Sometimes it can be hard to get four-to-eight people together in the same room at the same time for a Cube draft. Sometimes your buddy you drove to the PTQ with was inconsiderate enough to Top 8 while you and your other friend met round four in the 1-2 bracket, and now you’ve got a few hours to kill. Sometimes you just wanna play some Magic real quick but don’t have an entire draft pod worth of people on hand. Sometimes you just don’t have many friends.
But don’t fret! There is a bunch of fun ways to draft one on one, and today we are going to look at one of the more interesting ones I’ve come across called "Grid Draft." While I am not sure of its exact origins (and feel free to leave a nasty comment about how you invented it and never get any credit for your brilliant design in the comments), I’m sure it is a very fun and fresh way to draft your Cube.
Grid Draft is a shotgun wedding between the most commonly played two-player Draft format, Winston Draft, and the exceedingly skill-intensive, interesting, and antiquated Rochester Draft format.
To start, you are going to need to shuffle your Cube up nice and good and then pick nine random cards out and put them face up on the table in a 3×3 grid.
Select someone to go first, and then that player may take any row or column that he or she desires. Let’s say that Player 1 selects Sorrow’s Path, Wood Elemental, and One With Nothing. Then Player 2 may select any row or column of his or her choice—for example, let’s say Player 2 takes Burrowing and Tibalt. Once each player has picked their row or column, the rest of the cards are discarded, and you move to the next pack.
Repeat seventeen more times, then build your decks and play!
Grid Draft is very enjoyable because it is more skill intensive than Winston Draft, and it is also fun because you can cater your deck to try to match up well against your opponent. You see enough cards where you can for the most part draft an archetype you want, and while the decks won’t be as cohesive as they would be in a six- or eight-player draft, they are close.

§ Material provided:

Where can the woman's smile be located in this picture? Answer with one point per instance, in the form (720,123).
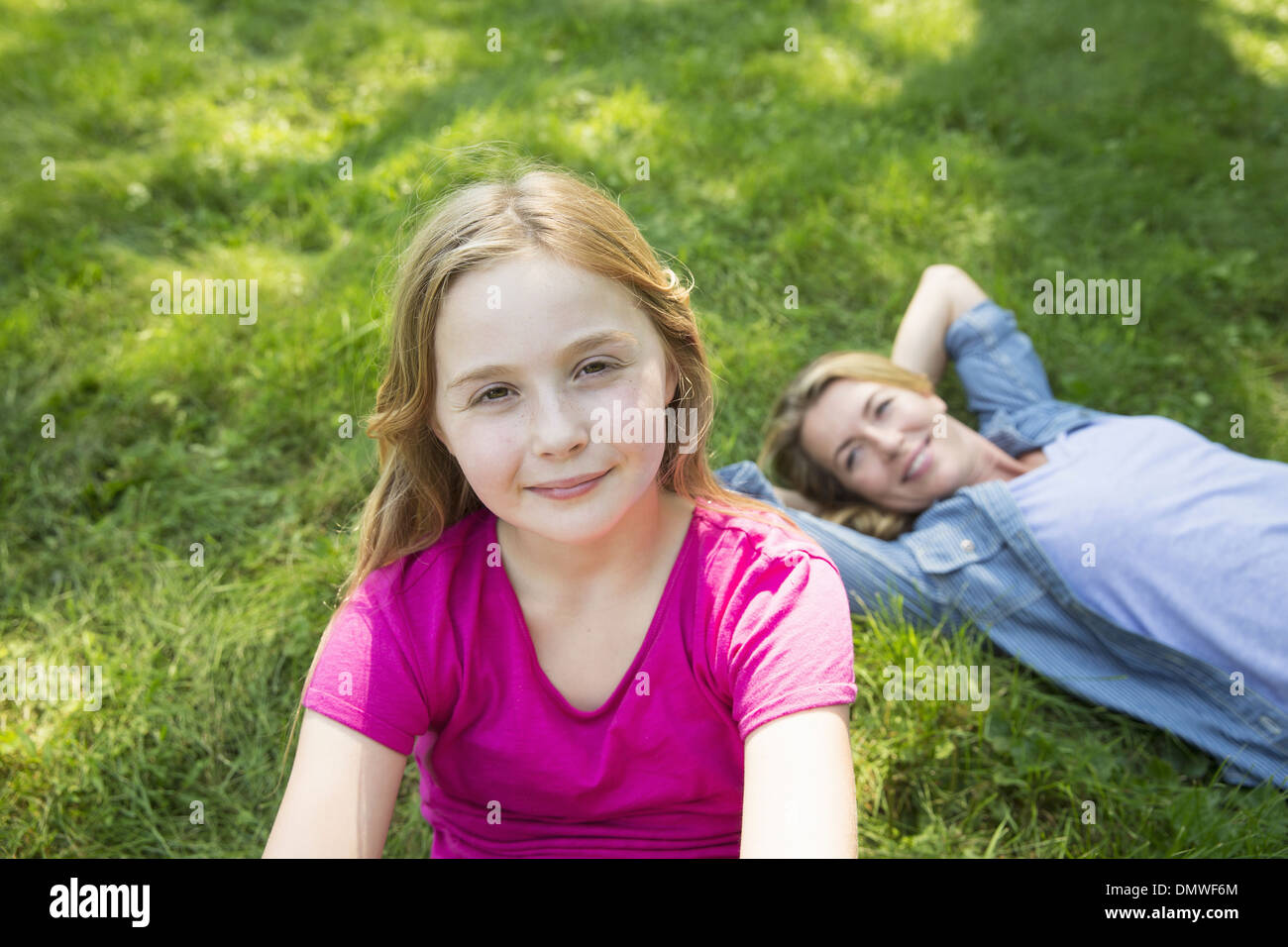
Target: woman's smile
(919,463)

§ Exercise: Please print the Grid Draft passage above, everything from "Repeat seventeen more" down to "they are close.", word for word.

§ Solution for this problem:
Repeat seventeen more times, then build your decks and play!
Grid Draft is very enjoyable because it is more skill intensive than Winston Draft, and it is also fun because you can cater your deck to try to match up well against your opponent. You see enough cards where you can for the most part draft an archetype you want, and while the decks won’t be as cohesive as they would be in a six- or eight-player draft, they are close.